• _SUPPLIED MATERIAL_
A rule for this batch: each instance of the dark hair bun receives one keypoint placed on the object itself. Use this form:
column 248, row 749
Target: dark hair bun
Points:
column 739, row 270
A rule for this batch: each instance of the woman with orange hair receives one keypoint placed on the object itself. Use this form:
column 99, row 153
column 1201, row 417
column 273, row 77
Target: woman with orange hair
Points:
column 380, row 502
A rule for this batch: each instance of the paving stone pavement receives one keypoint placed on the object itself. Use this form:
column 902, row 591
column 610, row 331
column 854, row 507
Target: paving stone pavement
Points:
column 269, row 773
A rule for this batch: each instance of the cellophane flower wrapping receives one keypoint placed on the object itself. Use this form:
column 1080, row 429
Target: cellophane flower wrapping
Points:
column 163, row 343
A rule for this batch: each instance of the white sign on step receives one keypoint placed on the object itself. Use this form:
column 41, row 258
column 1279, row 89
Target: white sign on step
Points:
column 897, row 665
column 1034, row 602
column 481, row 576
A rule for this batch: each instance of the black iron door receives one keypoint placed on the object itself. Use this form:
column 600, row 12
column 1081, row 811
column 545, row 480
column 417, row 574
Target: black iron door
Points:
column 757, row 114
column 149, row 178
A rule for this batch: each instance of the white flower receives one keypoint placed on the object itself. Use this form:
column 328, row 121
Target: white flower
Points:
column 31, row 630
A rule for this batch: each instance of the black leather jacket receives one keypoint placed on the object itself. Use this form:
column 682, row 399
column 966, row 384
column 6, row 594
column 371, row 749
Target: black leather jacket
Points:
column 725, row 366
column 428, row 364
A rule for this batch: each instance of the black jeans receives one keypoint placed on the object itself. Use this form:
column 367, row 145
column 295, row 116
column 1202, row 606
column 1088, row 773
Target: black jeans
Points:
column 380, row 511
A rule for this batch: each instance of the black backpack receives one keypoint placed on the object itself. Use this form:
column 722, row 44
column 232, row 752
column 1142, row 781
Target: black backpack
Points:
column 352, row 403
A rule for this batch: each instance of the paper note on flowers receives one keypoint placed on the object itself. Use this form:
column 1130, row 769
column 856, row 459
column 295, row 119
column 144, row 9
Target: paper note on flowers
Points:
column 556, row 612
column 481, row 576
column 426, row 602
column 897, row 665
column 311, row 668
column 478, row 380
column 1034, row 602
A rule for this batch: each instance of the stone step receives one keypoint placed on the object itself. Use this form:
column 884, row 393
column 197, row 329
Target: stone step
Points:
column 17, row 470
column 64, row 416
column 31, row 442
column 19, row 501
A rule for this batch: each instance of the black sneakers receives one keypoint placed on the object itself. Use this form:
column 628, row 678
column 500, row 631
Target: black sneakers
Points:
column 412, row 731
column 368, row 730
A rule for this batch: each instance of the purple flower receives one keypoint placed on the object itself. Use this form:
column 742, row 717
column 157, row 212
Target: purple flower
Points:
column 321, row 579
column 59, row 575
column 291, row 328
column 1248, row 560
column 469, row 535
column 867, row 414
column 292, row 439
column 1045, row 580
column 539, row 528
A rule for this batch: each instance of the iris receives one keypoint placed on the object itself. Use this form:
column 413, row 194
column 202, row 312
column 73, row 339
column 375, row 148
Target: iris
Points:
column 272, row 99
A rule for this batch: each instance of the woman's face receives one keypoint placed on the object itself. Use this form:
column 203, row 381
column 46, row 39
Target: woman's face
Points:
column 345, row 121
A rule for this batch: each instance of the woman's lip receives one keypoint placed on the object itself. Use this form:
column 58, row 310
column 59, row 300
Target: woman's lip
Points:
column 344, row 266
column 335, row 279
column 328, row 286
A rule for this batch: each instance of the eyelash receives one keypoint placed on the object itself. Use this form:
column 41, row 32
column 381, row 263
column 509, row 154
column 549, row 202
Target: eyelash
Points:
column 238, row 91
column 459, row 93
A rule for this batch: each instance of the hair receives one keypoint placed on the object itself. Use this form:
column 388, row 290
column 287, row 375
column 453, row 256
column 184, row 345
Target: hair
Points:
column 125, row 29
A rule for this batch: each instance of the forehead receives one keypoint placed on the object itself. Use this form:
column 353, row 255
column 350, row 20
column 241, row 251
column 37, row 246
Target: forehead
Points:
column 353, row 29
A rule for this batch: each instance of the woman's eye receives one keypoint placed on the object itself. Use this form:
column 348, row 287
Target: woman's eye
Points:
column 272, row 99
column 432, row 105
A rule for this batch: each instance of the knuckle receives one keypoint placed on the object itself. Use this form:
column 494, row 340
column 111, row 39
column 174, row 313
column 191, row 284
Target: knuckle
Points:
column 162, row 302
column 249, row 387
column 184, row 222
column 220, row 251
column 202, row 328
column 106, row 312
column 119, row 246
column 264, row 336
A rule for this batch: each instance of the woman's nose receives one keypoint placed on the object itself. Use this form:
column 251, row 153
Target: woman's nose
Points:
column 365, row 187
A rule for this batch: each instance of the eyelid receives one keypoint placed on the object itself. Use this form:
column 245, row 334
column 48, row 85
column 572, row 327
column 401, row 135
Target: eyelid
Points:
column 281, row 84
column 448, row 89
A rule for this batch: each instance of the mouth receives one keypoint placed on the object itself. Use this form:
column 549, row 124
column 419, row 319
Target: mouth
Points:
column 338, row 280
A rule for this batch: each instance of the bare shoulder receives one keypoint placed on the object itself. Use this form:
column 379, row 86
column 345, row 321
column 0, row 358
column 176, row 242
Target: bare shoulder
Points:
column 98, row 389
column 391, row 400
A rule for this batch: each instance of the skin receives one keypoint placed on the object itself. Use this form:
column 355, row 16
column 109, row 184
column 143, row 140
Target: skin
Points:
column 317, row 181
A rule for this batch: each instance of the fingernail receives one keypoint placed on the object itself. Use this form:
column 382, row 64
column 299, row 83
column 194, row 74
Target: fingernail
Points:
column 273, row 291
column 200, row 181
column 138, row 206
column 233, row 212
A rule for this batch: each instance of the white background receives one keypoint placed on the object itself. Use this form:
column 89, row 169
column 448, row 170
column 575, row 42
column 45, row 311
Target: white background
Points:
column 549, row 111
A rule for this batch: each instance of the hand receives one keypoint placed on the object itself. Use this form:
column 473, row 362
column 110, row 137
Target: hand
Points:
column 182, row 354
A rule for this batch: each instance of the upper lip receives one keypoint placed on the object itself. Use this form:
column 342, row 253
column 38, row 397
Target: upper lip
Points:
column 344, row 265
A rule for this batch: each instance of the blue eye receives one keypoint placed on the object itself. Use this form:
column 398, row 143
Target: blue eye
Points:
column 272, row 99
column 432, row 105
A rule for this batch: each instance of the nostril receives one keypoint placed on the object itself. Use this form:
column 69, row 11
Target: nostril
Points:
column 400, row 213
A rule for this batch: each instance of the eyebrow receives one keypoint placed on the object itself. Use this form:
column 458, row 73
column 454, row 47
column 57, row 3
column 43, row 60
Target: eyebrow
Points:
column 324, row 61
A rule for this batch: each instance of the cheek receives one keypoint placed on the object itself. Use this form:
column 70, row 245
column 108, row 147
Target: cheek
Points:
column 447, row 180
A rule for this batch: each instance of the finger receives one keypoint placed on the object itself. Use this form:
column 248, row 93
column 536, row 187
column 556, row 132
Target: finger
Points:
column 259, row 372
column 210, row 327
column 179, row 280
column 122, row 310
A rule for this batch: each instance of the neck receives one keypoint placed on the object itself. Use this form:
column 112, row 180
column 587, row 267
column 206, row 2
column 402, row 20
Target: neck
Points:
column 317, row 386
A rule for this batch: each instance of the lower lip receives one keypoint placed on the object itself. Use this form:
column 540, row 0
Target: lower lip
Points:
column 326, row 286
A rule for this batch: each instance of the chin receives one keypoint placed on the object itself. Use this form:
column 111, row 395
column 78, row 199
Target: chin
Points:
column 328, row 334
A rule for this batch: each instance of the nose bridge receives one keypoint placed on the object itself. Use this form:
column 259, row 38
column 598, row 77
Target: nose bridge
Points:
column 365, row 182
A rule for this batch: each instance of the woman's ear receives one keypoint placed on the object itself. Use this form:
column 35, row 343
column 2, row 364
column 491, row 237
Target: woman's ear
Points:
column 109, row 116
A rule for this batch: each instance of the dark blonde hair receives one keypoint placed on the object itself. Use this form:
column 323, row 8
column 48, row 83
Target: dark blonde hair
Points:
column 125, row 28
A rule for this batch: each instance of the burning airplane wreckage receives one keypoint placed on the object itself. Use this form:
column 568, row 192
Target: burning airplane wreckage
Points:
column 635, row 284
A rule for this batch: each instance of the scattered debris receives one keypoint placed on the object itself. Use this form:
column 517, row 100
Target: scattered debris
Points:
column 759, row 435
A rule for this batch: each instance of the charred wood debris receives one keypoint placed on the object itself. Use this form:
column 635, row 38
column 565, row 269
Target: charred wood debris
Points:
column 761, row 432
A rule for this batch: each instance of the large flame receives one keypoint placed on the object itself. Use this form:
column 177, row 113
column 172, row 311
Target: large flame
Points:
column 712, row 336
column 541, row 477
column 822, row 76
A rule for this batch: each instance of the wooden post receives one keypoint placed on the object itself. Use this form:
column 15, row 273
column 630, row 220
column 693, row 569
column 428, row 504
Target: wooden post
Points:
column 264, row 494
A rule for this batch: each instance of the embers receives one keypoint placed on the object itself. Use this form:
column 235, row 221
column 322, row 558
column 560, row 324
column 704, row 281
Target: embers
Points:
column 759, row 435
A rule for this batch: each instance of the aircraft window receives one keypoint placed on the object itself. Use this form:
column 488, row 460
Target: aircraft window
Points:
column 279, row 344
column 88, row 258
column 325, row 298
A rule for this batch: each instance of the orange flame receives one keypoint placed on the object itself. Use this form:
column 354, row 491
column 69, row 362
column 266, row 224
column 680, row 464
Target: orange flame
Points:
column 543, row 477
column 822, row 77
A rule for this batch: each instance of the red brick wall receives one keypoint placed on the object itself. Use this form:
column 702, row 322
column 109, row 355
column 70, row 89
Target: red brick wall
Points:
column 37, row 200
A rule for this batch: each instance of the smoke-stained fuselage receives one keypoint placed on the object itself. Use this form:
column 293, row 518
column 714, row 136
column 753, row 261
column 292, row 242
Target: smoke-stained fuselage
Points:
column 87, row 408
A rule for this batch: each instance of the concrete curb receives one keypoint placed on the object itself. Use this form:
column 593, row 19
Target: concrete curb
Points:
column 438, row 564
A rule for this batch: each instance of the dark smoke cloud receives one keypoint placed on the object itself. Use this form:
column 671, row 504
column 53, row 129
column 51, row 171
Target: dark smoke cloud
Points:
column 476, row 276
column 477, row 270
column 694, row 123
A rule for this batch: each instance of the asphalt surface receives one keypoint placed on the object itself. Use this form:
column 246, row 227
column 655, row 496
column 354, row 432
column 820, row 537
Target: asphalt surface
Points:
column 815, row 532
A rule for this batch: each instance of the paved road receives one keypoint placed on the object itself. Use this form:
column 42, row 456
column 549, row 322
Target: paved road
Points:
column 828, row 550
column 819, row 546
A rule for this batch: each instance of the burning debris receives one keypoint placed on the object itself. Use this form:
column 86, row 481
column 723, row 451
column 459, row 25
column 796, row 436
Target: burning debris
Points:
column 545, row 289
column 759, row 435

• _DIRECTIONS_
Give the lines exactly as they stand, from the line with "A rule for this batch: each instance of the concrete" through the end of the material.

• _SOLUTION_
A rule for this batch: each instance of the concrete curb receives one keypoint placed on the object itself. Use this form:
column 593, row 19
Target: concrete curb
Points:
column 438, row 564
A rule for this batch: each instance of the dark smoke cloud receives one keypoint placed on the object itself. Use this form:
column 671, row 504
column 53, row 129
column 51, row 171
Target: dark smoke cloud
Points:
column 476, row 276
column 477, row 270
column 694, row 123
A rule for this batch: each instance of the asphalt surface receives one keypoint placed on the object itself. Use this form:
column 246, row 227
column 655, row 496
column 354, row 432
column 820, row 537
Target: asphalt surface
Points:
column 815, row 532
A rule for this batch: each instance of the paved road receives one keypoint placed on the object itself. Use this form:
column 42, row 456
column 549, row 322
Target: paved road
Points:
column 828, row 550
column 819, row 546
A rule for this batch: each instance of the burning debris receives one keypoint placed on the object itself. Use this form:
column 86, row 481
column 723, row 451
column 459, row 25
column 796, row 436
Target: burning debris
Points:
column 545, row 289
column 759, row 435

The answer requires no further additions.